Every entry in the following data should be output exactly.
:: TASK MATERIAL
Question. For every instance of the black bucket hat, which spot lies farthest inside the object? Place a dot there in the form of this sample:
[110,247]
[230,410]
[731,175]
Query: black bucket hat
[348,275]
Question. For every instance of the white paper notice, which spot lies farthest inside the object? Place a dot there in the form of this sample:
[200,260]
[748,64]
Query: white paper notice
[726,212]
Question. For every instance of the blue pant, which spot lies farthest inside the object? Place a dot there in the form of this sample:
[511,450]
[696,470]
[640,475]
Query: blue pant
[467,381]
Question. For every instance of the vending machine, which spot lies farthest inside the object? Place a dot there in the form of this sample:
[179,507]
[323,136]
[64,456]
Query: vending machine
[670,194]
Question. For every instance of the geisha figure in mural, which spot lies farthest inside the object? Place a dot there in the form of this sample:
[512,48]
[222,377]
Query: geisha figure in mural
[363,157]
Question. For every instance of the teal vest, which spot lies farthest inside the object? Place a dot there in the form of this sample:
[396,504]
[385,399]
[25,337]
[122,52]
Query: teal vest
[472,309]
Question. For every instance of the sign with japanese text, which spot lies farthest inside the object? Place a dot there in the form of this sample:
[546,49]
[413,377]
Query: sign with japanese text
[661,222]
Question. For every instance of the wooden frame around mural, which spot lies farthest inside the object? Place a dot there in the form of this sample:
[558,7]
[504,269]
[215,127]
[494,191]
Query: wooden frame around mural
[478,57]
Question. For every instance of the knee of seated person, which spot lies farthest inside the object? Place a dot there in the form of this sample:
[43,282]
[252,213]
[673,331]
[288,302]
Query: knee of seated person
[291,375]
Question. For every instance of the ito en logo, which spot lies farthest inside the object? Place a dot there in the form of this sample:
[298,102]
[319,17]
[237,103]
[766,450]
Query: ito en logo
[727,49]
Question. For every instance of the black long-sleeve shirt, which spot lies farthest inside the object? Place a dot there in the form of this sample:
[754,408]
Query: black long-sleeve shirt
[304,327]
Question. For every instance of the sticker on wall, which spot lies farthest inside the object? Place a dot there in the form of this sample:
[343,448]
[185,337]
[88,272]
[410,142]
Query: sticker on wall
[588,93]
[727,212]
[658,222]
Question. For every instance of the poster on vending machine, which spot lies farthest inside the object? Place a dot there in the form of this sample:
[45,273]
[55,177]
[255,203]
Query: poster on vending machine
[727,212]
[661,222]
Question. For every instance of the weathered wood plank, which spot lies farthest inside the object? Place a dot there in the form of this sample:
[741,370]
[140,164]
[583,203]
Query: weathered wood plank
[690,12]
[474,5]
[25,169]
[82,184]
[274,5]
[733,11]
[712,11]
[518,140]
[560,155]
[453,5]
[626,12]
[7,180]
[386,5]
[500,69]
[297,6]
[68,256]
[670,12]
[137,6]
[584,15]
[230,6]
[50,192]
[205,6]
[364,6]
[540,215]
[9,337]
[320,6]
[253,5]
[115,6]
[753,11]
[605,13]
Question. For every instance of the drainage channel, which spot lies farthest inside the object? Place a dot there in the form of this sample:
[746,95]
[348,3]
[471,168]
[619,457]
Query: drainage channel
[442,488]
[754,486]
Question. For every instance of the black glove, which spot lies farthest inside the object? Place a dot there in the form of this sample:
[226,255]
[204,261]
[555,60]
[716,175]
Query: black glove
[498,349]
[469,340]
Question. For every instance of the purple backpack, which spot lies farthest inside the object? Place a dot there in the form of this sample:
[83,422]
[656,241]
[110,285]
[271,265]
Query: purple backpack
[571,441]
::::
**RESPONSE**
Question. For every instance of the black bucket hat, which spot lies farthest inside the object? Place a dot there in the form of this sample:
[110,247]
[230,410]
[731,175]
Query: black bucket hat
[348,275]
Question. For every instance of the white paper notice, which spot lies farthest inside the object? Place a dot there in the form of this sample:
[200,260]
[748,64]
Query: white paper notice
[726,212]
Question. For every instance of the blue pant, which spot lies farthest inside the object? Place a dot there in the form of this sample:
[511,450]
[696,470]
[640,475]
Query: blue pant
[467,381]
Question. For every instance of the vending machine, which spot lies farthest inside the object? Place a dot there in the form of this sample:
[179,507]
[323,136]
[64,456]
Query: vending machine
[670,194]
Question. For every instance of the geisha figure in mural, which spot lies farthest inside the object? Place a dot there in the form of this sample:
[512,48]
[222,377]
Query: geisha figure in mural
[363,157]
Question. For every instance of the teal vest, which spot lies farthest inside the object? Place a dot there in the form of this sample:
[396,504]
[385,399]
[25,337]
[122,52]
Query: teal vest
[472,309]
Question. For every instance of the sign with japanese text, which spot lies farthest inside the object? Place a dot there in the form of this sample:
[546,49]
[413,377]
Query: sign with japanese text
[661,222]
Question. For every instance of the wooden frame around mural, which spot lies farthest inside the object? Place a dot there in the form of this sample:
[558,7]
[504,269]
[215,127]
[494,191]
Query: wooden frame around mural
[478,57]
Question. For every instance of the knee of seated person, which spot lies farthest inside the object? Place a dot there in the form of this sample:
[43,282]
[252,213]
[673,331]
[288,302]
Query: knee of seated person
[291,375]
Question. For every instance of the ito en logo, which spot lies farthest inside the object? Place a dot there in the form of this sample:
[298,102]
[319,17]
[237,103]
[766,450]
Query: ito en logo
[727,49]
Question. For every instance of the black long-sleeve shirt, which spot lies farthest inside the object? Place a dot there in the form of this sample:
[754,408]
Query: black long-sleeve shirt
[304,327]
Question. For every instance of the sticker on wall, which spot lies farthest inside the object? Place a dot there in the form of this sample:
[343,448]
[185,337]
[88,272]
[410,142]
Query: sticker on wall
[588,93]
[727,212]
[658,222]
Question. For every instance of the poster on vending machine, which spot lies farthest inside the object? Place a dot there in the form of this sample:
[45,273]
[55,177]
[255,203]
Query: poster on vending machine
[727,212]
[661,222]
Question. For every instance of the weathered wood plank, which spot lies farthest inside the object? Place a dot there in the form of this sample:
[741,370]
[140,164]
[583,203]
Query: weathered wood plank
[690,12]
[474,5]
[25,169]
[82,184]
[274,5]
[733,11]
[712,11]
[518,140]
[560,155]
[453,5]
[626,12]
[7,180]
[386,5]
[500,69]
[297,6]
[68,256]
[670,12]
[137,6]
[584,15]
[230,6]
[50,192]
[205,6]
[364,6]
[540,215]
[9,337]
[320,6]
[253,5]
[115,6]
[753,11]
[605,13]
Question. For every instance of the drainage channel, which spot lies farthest inside the object? Place a dot there in the form of this sample:
[746,95]
[348,3]
[471,168]
[619,457]
Query: drainage channel
[442,488]
[754,486]
Question. For every instance of the black glove, which spot lies farthest inside the object? Place a dot there in the form of this sample:
[226,255]
[204,261]
[555,60]
[716,175]
Query: black glove
[498,349]
[469,340]
Question. For every instance of the purple backpack, which spot lies farthest inside the object? Place a dot there in the form of this sample:
[83,422]
[656,241]
[110,285]
[271,265]
Query: purple backpack
[571,441]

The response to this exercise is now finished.